THE PROBLEM: Can you transcribe the passage on calibrating sand model parameters, starting at "In summary, the" and ending at "even avoid them."?

PASSAGE:
For both sands, an acceptable agreement between the experimental data and the results of the numerical simulations can be observed for the parameters calibrated by hand. The parameters \(h_s\), n and \(\beta \) of the hypoplastic model have been calibrated to reproduce the first loading curves of the oedometric compression tests on loose samples, thus the good prediction at this phase of the test. For the UWA Silica Sand, noticeable differences for the oedometric compression tests on dense samples are observed. In comparison, the simulations with the parameters obtained from ExCalibre show a worse agreement with the experimental data. This applies in particular to the test on the loose sample of Karlsruhe Sand. For the UWA Silica Sand the parameters calibrated with the help of ExCalibre rendered better results compared to the ones calibrated by hand.

Fig. 3
figure 3

Comparison of experiments (black) and simulation results (colored) for oedometric compression tests and drained monotonic triaxial tests on samples of UWA Silica Sand with different initial densities and different initial mean effective stresses. The hypoplastic parameters were calibrated by hand and by ExCalibre [23, 24]

From the simulations of the drained monotonic triaxial tests, one may note that the peak strength is slightly overestimated for both sands. This is more pronounced in case of the UWA Silica Sand, especially for initially loose samples at low initial stress (\(p_0=\{50~\text{ kPa }, 100~\text{ kPa }\}\)). Except from the test at high initial stress (\(p_0=400\) kPa), the residual shear strength is reproduced reasonably well in the simulations of the Karlsruhe Sand. The simulated volumetric strain behavior for initially loose samples can be judged as satisfactory. However, significant differences are noted in the \(\varepsilon _v-\varepsilon _1\) plots for the medium-dense and dense samples. The inability of the hypoplastic model in reproducing the volumetric strain behavior of dense samples is clearly visibly. This is because the parameter \(\alpha \) controlling these curves was previously calibrated to reproduce the peak stress of the test (a common approach to calibrate the hypoplastic constitutive model). For Karlsruhe Sand, the parameters calibrated using ExCalibre overestimate the initial stiffness and show slightly worse agreement with the experimental results compared to the parameters calibrated by hand. For the UWA Silica Sand, the simulations using the parameters determined with the help of ExCalibre show a worse match with the experimental data than the ones using the parameters calibrated by hand. In this case, the initial stiffness in the \(q-\varepsilon _1\) plot is underestimated and the \(\varepsilon _v-\varepsilon _1\) behavior noticeably underestimates dilatancy.

In summary, the simulation results obtained with the help of the software ExCalibre are of similar quality to those using parameters calibrated by hand. The parameters determined in this way provide a reference for assessing the quality of the parameters obtained by AC. In addition, they also reveal some weaknesses, and it will be interesting to see whether the AC can reduce or even avoid them.

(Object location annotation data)
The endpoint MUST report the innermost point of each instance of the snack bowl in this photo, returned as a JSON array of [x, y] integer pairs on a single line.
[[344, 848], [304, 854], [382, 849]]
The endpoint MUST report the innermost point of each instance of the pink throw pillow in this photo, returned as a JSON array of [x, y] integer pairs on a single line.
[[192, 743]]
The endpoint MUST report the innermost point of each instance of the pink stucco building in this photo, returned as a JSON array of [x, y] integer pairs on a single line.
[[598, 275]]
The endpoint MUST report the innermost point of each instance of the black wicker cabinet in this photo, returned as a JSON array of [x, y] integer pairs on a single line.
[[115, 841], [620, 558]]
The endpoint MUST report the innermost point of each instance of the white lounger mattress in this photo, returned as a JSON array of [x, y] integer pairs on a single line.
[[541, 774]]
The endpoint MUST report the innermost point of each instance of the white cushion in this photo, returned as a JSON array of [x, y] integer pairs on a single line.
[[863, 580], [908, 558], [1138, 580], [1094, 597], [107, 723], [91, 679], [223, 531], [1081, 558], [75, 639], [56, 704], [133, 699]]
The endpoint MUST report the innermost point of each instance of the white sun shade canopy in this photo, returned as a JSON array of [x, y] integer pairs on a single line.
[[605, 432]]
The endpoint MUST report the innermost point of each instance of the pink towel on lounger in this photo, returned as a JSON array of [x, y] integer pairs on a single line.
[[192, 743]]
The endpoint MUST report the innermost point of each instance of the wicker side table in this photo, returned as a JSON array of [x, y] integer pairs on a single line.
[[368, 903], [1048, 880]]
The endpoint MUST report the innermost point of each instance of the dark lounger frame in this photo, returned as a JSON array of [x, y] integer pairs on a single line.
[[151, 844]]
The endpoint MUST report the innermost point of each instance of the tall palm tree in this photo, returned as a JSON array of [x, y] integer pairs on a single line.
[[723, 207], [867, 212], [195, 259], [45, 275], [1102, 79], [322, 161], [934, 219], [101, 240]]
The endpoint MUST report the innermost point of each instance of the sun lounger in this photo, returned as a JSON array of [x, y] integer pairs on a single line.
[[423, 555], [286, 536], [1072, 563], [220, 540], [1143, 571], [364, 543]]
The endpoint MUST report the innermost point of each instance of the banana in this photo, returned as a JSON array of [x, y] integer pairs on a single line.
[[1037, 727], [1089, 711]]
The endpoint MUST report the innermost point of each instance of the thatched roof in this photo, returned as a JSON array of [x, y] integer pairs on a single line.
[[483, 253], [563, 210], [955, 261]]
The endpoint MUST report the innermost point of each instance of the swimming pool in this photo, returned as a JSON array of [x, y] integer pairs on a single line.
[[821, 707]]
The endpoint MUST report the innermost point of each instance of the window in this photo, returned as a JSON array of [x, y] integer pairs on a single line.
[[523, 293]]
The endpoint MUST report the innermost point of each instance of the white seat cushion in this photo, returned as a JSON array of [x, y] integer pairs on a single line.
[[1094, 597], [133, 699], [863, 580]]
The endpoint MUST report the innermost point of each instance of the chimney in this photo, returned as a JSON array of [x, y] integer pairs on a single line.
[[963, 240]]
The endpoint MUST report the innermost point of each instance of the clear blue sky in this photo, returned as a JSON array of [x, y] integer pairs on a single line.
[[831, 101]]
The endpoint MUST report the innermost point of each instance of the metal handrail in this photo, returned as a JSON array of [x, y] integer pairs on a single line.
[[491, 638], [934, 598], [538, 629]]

EXERCISE OUTPUT:
In summary, the simulation results obtained with the help of the software ExCalibre are of similar quality to those using parameters calibrated by hand. The parameters determined in this way provide a reference for assessing the quality of the parameters obtained by AC. In addition, they also reveal some weaknesses, and it will be interesting to see whether the AC can reduce or even avoid them.